**Source**
┏━━
Audit of NPA with Special Reference to Prudential Norms


The prudential norms are formulated on the basis of objective criteria rather than on any subjective consideration. This has brought in uniform and consistent application of the norms and greater transparency in published accounts of banks. The latest Master Circular No. DBOD.

No. BP.BC.9/21.04.048/2014-15 dated 1st July, 2014 issued by the RBI contains IRAC norms which are applicable for the statutory audit of banks for the year ending 31st March, 2015. For the first time, the RBI has introduced new frame work for revitalisation of distressed assets in the above circular. Audit of NPA would basically involve identification of an account as NPA, its correct classification, income recognition, provisioning, if an account is restructured and compliance of various conditions as enumerated in the Master Circular, etc.

1. Types of Assets

Standard Asset: An account is considered as standard asset when it is not non-performing and does not carry more than normal risk attached to the business.

Non-Performing Asset (NPA): An asset becomes NPA when it ceases to generate income for the bank. This would mean that an account would be classified as NPA on the basis of record of recovery rather than security charged in favour of the bank in respect of such account. Thus, an account would become NPA if interest charged to that particular borrower is not realised within the prescribed time frame despite the account being fully secured.

2. Identification of Account as NPA

The RBI has laid down under mentioned criteria for classification of various types of advances as NPA which is based on record of recovery:

(i) Term Loan: Interest and/or instalment of principal remain overdue for a period of more than 90 days. It is very important to note here that as per para 2.1.3 of the Master Circular, an account would be classified as NPA only if the interest due and charged during any quarter is not serviced fully within 90 days from the end of the quarter. For example, interest is charged on 30th November, 2014 in a term loan account. Now, if it is not serviced within 90 days from 31st December, 2014, then term loan account would become NPA, not otherwise.
┗━━
**Record list**
┏━━
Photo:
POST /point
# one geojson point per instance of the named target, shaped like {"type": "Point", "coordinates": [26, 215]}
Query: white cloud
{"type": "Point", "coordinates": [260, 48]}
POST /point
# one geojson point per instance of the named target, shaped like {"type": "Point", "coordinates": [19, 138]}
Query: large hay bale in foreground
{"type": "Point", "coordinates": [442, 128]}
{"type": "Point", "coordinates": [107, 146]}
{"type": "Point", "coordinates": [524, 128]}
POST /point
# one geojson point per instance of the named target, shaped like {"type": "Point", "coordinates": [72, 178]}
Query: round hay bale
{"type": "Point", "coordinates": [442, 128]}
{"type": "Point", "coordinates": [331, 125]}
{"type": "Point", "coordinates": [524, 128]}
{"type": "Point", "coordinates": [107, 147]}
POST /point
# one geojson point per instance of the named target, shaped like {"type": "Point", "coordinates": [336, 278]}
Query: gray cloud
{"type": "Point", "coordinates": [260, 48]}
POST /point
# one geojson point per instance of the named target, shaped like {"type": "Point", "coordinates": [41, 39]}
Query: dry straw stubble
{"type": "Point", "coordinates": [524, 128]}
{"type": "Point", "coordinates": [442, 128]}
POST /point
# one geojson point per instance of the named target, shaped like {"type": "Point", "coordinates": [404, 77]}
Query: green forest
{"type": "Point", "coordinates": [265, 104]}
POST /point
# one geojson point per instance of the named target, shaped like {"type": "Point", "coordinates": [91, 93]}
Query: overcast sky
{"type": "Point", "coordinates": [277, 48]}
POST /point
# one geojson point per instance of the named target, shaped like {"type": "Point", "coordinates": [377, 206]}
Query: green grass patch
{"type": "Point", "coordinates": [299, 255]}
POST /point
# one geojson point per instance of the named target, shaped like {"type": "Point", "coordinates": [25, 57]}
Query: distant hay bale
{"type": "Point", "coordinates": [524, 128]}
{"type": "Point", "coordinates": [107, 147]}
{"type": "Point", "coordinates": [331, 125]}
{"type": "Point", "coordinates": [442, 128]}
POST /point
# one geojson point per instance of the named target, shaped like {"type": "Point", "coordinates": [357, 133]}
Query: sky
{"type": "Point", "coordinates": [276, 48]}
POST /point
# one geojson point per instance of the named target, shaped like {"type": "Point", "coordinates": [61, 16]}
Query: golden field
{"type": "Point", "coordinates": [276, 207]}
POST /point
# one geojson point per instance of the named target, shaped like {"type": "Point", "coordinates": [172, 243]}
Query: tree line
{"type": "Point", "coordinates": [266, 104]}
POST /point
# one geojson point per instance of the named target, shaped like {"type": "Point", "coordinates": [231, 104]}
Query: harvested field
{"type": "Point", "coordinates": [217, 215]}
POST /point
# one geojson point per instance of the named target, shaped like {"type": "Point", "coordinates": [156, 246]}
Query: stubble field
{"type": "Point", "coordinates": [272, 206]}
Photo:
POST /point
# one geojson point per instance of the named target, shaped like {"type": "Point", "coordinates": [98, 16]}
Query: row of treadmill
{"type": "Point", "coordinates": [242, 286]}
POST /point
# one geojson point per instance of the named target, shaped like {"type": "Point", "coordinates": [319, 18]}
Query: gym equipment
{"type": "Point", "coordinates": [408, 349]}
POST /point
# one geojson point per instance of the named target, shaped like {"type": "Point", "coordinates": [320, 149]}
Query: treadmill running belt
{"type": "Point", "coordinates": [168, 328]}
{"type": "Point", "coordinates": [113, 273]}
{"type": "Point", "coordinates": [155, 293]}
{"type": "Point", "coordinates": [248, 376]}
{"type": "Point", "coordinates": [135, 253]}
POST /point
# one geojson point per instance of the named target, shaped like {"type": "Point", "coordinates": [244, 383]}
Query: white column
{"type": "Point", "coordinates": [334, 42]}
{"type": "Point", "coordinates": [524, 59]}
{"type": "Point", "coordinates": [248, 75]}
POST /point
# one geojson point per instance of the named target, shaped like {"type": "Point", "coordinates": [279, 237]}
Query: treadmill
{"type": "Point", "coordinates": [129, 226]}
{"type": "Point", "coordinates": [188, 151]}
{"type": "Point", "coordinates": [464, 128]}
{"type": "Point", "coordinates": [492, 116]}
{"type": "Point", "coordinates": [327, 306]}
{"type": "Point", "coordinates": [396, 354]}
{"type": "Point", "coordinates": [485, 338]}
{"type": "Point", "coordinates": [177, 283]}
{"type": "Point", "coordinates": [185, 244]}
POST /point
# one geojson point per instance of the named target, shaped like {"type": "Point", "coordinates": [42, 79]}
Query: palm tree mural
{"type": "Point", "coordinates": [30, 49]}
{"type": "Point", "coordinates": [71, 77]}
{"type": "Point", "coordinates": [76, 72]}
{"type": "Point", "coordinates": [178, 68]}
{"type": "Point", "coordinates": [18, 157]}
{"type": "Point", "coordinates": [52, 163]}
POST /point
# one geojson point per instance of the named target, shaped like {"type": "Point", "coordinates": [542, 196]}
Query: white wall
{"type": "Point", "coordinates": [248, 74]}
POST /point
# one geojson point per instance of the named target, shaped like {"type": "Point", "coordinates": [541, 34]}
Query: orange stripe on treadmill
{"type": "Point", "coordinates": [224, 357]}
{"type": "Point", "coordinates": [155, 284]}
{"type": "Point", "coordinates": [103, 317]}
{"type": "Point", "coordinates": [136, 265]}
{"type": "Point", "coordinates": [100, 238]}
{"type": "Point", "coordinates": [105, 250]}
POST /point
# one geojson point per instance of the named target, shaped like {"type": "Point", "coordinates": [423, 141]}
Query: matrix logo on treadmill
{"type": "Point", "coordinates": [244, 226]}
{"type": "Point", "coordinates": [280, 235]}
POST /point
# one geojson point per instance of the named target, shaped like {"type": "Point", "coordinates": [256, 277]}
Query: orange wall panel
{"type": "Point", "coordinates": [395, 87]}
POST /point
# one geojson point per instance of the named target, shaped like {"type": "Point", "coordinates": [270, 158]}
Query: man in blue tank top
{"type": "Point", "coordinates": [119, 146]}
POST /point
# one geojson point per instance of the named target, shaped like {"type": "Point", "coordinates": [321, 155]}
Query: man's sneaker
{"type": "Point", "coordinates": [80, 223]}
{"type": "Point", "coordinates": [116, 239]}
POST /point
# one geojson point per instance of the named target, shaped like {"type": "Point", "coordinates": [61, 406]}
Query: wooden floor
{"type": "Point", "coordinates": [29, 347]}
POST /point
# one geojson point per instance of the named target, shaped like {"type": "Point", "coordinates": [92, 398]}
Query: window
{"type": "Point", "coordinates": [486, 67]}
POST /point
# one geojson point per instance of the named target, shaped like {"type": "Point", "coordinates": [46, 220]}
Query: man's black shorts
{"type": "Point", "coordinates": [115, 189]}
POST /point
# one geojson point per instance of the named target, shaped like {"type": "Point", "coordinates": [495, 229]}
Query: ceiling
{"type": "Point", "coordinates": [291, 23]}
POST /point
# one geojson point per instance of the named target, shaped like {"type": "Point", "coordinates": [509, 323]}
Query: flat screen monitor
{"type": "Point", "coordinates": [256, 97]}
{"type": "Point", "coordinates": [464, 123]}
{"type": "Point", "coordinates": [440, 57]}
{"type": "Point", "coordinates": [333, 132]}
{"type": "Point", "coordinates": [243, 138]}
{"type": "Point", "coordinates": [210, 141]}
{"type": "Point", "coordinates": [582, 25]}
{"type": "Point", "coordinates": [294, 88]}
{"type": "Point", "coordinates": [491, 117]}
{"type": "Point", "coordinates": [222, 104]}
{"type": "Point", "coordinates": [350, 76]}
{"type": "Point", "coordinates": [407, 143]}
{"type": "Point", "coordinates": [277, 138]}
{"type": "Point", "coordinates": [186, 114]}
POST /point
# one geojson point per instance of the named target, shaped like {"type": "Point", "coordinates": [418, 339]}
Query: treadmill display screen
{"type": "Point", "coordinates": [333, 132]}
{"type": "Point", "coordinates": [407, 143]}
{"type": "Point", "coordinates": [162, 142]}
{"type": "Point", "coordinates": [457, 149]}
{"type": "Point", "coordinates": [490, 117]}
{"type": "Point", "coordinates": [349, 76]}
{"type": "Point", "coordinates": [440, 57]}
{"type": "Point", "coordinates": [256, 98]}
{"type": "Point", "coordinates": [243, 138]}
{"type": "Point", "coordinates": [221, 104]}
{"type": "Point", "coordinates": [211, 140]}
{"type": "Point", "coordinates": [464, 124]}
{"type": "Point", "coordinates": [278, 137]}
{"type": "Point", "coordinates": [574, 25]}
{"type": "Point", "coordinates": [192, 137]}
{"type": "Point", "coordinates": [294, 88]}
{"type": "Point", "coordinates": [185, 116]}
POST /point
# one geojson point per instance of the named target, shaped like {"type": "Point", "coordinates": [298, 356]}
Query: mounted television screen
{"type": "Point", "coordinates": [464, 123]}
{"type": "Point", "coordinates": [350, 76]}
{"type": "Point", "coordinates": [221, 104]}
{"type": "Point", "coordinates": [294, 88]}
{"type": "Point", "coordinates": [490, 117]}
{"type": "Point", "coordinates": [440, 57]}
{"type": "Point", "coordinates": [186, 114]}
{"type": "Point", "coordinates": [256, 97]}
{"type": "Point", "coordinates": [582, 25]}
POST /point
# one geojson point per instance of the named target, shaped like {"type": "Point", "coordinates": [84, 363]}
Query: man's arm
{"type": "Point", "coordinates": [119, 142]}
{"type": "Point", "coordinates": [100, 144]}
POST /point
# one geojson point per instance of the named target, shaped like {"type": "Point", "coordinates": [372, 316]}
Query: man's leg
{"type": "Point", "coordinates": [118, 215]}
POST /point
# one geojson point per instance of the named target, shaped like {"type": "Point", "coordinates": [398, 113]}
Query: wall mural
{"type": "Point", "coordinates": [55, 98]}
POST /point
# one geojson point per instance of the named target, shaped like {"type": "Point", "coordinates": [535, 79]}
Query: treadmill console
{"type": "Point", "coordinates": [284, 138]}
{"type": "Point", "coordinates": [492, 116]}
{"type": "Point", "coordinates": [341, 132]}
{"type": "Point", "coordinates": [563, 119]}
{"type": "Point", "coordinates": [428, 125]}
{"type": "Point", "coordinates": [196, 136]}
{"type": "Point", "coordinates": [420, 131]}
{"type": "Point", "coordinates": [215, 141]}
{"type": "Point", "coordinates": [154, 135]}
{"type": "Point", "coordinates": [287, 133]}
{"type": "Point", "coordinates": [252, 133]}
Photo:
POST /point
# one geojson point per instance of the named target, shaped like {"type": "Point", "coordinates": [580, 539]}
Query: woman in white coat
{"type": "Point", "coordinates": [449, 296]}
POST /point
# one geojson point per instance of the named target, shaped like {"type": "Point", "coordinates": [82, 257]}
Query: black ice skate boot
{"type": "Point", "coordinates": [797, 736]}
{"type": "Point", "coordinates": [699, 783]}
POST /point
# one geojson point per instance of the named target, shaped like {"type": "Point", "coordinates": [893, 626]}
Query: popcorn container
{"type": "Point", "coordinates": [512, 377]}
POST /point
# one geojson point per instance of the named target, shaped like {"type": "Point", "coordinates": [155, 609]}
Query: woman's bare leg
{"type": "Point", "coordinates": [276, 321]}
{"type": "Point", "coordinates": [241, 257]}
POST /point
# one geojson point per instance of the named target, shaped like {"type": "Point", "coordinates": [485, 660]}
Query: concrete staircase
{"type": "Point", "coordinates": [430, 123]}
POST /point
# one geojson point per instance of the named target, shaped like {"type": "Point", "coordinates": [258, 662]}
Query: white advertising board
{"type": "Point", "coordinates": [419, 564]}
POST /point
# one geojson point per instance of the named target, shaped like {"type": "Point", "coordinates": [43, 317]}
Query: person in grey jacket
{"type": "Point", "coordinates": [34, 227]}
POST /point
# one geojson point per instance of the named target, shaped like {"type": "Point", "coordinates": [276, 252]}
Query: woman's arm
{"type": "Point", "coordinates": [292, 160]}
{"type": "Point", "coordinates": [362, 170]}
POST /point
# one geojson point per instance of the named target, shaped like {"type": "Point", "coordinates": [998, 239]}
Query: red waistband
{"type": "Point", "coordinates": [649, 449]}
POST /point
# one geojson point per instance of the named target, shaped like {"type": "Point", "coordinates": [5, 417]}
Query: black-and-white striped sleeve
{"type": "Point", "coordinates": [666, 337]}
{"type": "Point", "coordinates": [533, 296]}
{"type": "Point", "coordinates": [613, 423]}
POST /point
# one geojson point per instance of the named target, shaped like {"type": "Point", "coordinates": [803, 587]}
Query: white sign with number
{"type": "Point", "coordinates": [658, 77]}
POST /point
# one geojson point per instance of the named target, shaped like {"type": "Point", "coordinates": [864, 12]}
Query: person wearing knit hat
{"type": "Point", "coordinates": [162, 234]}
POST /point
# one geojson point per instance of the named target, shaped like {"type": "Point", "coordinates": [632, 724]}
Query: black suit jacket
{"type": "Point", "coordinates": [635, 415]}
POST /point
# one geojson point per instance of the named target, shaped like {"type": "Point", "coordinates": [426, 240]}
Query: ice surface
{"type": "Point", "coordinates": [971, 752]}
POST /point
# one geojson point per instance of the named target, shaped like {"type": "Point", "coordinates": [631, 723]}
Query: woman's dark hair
┗━━
**Brief 1**
Please find every line in the records that contains the word "woman" and copy each one in full, treating uppercase and lowercase as different.
**Brief 2**
Continue the text on auditing non-performing assets from its last sentence.

**Right answer 1**
Query: woman in white coat
Query: woman's bare leg
Query: woman's arm
Query: woman's dark hair

**Right answer 2**
(ii) Overdraft/Cash Credit: If an account remains out of order, it would become NPA. For this purpose, an account would be treated as ‘out of order’, if:

a. The outstanding balance remains continuously in excess of the sanctioned limit/drawing power for 90 days or more, or

b. Even if the outstanding balance in the account is less than the sanctioned limit/drawing power, there are no credits in the account continuously for 90 days as on the date of the balance sheet, or

c. Credits in the account are not sufficient to cover interest debited during the same period.

As on 31st March, 2015, if any of the above criteria is satisfied, the account would be classified as NPA. Auditor should verify stock statement to check the correctness of drawing power and whether the same is calculated in accordance with the approved policy of bank. Auditor should not assume sanctioned limit to be the drawing power. There may be instances where drawing power would be less than the sanctioned limit. For example, sanctioned limit of an account may be R25 lakh but the drawing power of the account may not necessarily be R25 lakh and it could less than that. A CC/OD account which is classified as standard may get classified as NPA because of an error in calculation of drawing power.

(iii) Bills Purchased/Discounted: If the bill purchased or discounted remains overdue for a period of more than 90 days from its due date.

(iv) Agricultural Advances: A loan granted for

a. Short duration crops will be treated as NPA, if the installment of principal or interest thereon remains overdue for two crop seasons.

b. Long duration crops will be treated as NPA, if the installment of principal or interest thereon remains overdue for one crop season.

For the purpose of these guidelines, “long duration” crops would be crops with crop season longer than one year and NPA date would depend on crop cycle, which is decided by State Level Bankers’ committee in each state.

(v) The amount of liquidity facility remains outstanding for more than 90 days, in respect of a securitisation transaction undertaken in terms of guidelines on securitisation dated 1st February, 2006.

(vi) In respect of derivative transactions, the overdue receivables representing positive mark- to-market value of a derivative contract, if these remain unpaid for a period of 90 days from the specified due date for payment.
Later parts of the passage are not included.